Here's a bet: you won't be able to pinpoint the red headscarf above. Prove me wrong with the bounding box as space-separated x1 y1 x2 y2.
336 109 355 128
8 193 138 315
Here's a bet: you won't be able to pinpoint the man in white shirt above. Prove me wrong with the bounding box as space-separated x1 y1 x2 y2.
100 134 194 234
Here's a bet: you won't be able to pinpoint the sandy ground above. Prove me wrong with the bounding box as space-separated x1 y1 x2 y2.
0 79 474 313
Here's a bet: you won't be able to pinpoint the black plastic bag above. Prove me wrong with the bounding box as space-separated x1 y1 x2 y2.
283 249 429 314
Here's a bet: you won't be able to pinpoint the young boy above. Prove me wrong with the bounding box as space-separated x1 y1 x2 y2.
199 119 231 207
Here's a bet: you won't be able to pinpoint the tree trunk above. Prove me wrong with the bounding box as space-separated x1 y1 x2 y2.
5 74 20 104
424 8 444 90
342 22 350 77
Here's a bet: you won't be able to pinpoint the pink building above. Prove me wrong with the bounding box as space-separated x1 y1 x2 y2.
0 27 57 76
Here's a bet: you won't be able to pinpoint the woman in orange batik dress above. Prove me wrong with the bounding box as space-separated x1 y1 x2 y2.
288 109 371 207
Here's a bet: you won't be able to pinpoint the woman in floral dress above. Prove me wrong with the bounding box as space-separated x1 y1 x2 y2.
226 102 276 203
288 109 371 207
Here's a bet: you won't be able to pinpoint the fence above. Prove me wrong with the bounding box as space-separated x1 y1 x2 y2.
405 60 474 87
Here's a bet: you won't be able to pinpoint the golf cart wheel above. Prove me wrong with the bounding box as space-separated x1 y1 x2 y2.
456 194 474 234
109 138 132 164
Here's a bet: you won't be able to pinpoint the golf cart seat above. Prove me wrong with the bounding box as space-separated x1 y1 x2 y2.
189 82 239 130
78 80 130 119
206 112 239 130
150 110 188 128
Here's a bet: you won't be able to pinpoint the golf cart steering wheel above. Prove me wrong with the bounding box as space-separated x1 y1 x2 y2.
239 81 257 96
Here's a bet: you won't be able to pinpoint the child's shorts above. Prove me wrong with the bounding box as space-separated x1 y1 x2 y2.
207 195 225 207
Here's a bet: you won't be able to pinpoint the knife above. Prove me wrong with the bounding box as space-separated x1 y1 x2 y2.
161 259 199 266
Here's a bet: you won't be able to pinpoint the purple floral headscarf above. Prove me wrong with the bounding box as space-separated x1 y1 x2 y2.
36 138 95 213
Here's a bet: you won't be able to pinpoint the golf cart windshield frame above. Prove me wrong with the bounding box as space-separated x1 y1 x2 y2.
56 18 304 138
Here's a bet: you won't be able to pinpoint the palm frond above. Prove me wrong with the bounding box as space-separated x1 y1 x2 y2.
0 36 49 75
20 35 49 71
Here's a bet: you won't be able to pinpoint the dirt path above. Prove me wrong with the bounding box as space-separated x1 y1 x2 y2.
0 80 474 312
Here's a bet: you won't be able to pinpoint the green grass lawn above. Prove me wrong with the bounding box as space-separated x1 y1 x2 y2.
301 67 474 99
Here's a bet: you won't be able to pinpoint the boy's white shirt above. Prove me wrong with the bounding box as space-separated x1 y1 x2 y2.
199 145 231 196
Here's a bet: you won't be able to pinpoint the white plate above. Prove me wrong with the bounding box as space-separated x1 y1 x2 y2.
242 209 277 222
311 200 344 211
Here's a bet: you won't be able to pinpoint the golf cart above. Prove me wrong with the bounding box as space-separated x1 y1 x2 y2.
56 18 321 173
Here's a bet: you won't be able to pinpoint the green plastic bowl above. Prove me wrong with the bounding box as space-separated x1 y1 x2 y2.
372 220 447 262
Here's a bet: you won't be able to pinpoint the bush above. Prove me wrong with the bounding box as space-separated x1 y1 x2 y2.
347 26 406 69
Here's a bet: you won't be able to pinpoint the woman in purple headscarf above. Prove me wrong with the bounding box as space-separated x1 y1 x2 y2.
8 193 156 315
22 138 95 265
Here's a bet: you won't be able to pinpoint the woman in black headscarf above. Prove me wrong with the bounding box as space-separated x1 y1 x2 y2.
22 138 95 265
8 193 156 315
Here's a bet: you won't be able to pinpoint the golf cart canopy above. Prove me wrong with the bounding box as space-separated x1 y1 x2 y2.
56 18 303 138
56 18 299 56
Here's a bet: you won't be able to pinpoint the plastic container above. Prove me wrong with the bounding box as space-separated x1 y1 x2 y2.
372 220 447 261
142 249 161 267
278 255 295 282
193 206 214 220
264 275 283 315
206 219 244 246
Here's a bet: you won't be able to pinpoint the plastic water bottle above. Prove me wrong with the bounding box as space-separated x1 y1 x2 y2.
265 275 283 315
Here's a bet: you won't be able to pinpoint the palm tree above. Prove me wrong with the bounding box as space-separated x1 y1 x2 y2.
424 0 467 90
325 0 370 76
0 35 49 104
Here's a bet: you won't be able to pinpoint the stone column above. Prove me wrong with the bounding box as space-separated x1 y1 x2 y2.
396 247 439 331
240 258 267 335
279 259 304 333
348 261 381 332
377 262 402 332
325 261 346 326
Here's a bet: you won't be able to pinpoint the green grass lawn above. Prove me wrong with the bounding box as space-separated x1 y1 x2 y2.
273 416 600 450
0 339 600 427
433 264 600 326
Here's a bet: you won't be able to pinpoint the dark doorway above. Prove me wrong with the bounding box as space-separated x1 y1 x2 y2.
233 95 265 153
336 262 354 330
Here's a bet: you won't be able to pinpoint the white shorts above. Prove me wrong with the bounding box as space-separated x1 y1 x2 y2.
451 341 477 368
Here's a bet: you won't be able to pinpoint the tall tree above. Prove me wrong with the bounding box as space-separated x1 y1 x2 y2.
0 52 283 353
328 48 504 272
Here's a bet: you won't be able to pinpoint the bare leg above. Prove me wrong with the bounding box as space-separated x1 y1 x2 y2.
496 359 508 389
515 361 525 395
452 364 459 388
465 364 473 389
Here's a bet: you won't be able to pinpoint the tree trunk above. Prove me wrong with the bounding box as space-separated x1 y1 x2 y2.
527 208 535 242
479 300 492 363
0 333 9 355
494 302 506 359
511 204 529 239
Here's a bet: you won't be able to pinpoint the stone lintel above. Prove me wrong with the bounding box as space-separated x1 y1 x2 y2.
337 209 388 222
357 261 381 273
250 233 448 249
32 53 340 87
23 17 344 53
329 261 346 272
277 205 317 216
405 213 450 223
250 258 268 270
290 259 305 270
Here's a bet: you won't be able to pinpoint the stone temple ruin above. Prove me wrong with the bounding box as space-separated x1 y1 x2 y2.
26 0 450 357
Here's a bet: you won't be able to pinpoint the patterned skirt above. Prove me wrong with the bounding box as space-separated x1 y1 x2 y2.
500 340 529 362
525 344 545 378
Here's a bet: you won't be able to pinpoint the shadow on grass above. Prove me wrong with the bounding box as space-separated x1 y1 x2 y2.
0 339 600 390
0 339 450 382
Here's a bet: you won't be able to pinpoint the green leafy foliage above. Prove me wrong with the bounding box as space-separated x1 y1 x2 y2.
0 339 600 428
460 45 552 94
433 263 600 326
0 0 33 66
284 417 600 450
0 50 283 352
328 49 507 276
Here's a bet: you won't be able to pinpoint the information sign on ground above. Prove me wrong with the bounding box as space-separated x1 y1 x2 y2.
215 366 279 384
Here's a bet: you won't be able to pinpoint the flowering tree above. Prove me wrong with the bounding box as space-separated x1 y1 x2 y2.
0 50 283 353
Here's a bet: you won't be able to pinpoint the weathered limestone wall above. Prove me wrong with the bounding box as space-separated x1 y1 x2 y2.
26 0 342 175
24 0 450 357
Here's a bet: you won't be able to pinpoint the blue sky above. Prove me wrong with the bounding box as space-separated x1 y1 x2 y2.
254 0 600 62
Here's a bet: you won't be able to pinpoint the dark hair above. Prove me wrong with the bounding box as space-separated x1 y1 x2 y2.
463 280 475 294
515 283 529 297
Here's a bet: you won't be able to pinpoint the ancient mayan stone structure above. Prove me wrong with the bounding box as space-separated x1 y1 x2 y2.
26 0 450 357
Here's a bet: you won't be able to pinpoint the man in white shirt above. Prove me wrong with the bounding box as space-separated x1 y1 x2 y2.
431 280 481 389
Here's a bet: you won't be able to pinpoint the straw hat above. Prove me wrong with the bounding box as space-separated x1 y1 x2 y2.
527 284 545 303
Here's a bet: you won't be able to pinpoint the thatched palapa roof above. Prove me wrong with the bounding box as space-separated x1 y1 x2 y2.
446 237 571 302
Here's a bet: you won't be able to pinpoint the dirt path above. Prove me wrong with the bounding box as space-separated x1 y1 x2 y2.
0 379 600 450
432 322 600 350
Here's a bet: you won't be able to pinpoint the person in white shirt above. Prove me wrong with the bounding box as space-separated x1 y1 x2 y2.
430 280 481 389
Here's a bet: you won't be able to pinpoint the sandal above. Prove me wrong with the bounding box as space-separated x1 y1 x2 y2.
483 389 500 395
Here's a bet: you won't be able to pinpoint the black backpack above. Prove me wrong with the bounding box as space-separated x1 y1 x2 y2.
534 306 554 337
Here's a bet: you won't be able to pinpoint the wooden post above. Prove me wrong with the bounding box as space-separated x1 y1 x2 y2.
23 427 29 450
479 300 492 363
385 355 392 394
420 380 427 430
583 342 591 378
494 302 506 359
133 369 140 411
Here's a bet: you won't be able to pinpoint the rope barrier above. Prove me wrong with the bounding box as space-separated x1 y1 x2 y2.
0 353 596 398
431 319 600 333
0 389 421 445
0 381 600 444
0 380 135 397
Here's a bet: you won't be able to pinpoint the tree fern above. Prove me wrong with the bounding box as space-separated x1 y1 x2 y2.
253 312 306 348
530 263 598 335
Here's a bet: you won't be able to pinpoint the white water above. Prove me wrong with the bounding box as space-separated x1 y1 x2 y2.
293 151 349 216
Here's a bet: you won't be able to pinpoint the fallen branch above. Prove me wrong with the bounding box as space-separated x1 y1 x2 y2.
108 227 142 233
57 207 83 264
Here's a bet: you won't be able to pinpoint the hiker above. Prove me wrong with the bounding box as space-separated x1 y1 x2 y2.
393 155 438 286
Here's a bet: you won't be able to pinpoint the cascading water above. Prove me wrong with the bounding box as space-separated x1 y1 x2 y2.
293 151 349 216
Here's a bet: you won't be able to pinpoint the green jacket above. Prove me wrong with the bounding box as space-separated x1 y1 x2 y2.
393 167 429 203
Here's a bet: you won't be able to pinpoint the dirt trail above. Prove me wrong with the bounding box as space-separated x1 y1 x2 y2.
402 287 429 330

**Description of the task:**
Please give back only the records starting at the line that has "Here's a bet: you won't be able to pinpoint the bush" and stopping after the line that has "347 26 406 69", with "bush" replaced by "shrub" and nothing else changed.

**Result:**
Here's a bet: you won't be able to pinpoint the shrub above. Prove me wrong with the bounding box as space-separated x1 y1 x2 y2.
347 26 406 69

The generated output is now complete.